Challenge A: In the blog post "You Know My Name, Not My Story," why did the writer own so few toys as a child? Answer in one to three sentences.
Challenge B: According to the blog post "You Know My Name, Not My Story," what did the writer's family not own?
Challenge C: Carry the blog post "You Know My Name, Not My Story" further, starting right after its final sentence.

Friday 13 January 2012

You Know My Name, Not My Story

My parents gave me almost everything that I wanted. Nahhh. You must be thinking that I am a spoiled child right? Okay. I admit it, but not too much.



Let me tell you the story when I was a kid. I am not from a wealthy family. I can't barely get the toys that other kids own back then. What I ever owned were 2 teddy bears and one bicycle that i need to share with my brother. My family's income by that time is too low. I live in a rented house. My family didn't owned a car. Some of the relatives look down on us. They came when they need help and then went away when they get what they wanted. I knew nothing. For me, everything just fine. As I get older, I understand more. I am even matured than my age. They even tried split up my parents and unfortunately they did. My parents having very big fight back then. But, Alhamdulillah, they got back together. I swear they will pay for what they did.

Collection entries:
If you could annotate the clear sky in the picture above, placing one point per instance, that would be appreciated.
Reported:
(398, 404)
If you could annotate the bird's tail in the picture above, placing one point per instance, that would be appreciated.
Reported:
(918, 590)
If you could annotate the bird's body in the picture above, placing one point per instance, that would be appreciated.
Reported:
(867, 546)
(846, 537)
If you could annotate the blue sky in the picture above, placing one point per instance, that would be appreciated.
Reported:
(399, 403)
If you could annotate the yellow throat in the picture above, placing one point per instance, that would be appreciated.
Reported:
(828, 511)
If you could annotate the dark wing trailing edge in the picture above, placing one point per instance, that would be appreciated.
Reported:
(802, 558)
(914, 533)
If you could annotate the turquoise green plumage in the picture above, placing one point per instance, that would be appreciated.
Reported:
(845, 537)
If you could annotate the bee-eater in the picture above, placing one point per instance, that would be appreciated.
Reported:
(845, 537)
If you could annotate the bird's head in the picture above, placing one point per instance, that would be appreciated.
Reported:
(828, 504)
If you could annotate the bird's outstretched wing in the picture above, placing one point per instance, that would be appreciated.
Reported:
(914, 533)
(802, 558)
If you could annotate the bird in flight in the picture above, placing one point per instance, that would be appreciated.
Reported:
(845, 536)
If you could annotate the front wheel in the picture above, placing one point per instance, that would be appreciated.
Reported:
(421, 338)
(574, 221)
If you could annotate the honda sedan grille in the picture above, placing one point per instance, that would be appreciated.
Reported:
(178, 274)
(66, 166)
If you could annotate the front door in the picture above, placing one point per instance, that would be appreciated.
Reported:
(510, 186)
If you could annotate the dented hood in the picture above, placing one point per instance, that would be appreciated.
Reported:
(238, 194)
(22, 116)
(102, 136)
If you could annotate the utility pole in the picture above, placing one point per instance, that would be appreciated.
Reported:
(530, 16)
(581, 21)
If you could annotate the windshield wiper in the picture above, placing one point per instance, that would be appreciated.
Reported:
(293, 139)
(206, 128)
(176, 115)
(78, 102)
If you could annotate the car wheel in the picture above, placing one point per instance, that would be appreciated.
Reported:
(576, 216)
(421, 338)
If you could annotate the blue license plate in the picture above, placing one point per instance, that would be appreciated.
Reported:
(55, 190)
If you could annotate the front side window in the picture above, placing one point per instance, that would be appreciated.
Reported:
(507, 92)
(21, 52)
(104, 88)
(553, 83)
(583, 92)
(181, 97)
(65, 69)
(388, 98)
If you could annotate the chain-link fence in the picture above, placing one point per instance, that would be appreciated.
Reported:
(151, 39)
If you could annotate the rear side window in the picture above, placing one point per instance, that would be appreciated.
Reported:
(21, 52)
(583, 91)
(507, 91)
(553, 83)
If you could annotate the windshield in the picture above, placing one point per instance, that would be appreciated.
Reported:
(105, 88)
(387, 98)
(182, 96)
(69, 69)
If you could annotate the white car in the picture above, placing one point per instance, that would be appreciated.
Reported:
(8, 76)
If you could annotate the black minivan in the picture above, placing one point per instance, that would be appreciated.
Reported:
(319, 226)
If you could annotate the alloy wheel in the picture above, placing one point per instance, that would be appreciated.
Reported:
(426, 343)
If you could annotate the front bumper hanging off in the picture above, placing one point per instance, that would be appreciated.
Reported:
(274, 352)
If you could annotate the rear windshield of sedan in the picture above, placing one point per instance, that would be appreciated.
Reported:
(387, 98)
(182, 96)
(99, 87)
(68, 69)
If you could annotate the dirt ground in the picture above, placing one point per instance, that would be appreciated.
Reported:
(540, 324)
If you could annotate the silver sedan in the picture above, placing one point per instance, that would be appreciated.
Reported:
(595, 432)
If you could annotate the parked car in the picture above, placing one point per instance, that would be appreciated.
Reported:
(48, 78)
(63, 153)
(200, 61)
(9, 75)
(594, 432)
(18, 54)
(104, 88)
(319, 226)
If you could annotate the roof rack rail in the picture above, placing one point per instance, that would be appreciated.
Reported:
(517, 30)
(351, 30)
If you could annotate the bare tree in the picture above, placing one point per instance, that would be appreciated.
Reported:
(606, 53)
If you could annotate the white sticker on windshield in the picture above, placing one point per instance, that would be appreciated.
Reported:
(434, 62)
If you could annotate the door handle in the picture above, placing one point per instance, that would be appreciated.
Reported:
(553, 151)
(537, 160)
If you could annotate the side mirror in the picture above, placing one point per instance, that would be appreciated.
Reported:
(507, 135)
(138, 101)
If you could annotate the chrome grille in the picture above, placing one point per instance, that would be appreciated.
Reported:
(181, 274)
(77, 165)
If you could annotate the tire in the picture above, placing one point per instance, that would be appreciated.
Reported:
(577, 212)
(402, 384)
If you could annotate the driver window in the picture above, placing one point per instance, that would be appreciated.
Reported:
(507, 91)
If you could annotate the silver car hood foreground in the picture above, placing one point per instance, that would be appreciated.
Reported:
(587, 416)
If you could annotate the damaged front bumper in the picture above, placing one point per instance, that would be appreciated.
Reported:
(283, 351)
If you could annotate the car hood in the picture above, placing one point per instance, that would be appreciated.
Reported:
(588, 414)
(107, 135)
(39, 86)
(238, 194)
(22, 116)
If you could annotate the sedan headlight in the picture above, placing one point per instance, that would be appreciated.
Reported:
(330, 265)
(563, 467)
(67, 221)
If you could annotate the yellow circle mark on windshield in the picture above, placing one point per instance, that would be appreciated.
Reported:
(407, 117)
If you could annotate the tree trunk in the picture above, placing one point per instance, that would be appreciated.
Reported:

Final answer A: The writer's family was not wealthy, and its income at the time was too low. As a result, the writer owned only two teddy bears and one bicycle shared with a brother.

Final answer B: A car.

Final answer C:
And now, Alhamdulillah, our lives get better.  My parents try to give everything that I wanted. Maybe that is the way they reward me for what we've been through back then. But, I always failed to fulfil what I as a child should give to my parents. I failed to further my study abroad when I was given the chance. I woke up from that failure and start anew. I am too afraid to fail again. But then, it happened. I worked so hard on my last final exam, but I failed again. I was never been too disappointed just like I felt when the second failure came. I was too fragile. I cried when that thing came in my mind. And again, I get up and work harder. It pays. I passed! Now, what I know is to finish my degree and discover my future. I wonder what my future would be. Will I ended up to be an engineer just like I dream for? I hold to this one hope that everything that happened, who will I married to, what will I be are already written. i just need to work harder and wait for it to become reality. Yes, the failure that make me stronger. Make me realize that only the chosen one will be tested hard. I feel lucky despite all the ugly feelings that I felt before. Okay, enough with this. 

Always have faith for what have been stated for you.  Allah always know what is the best for you :)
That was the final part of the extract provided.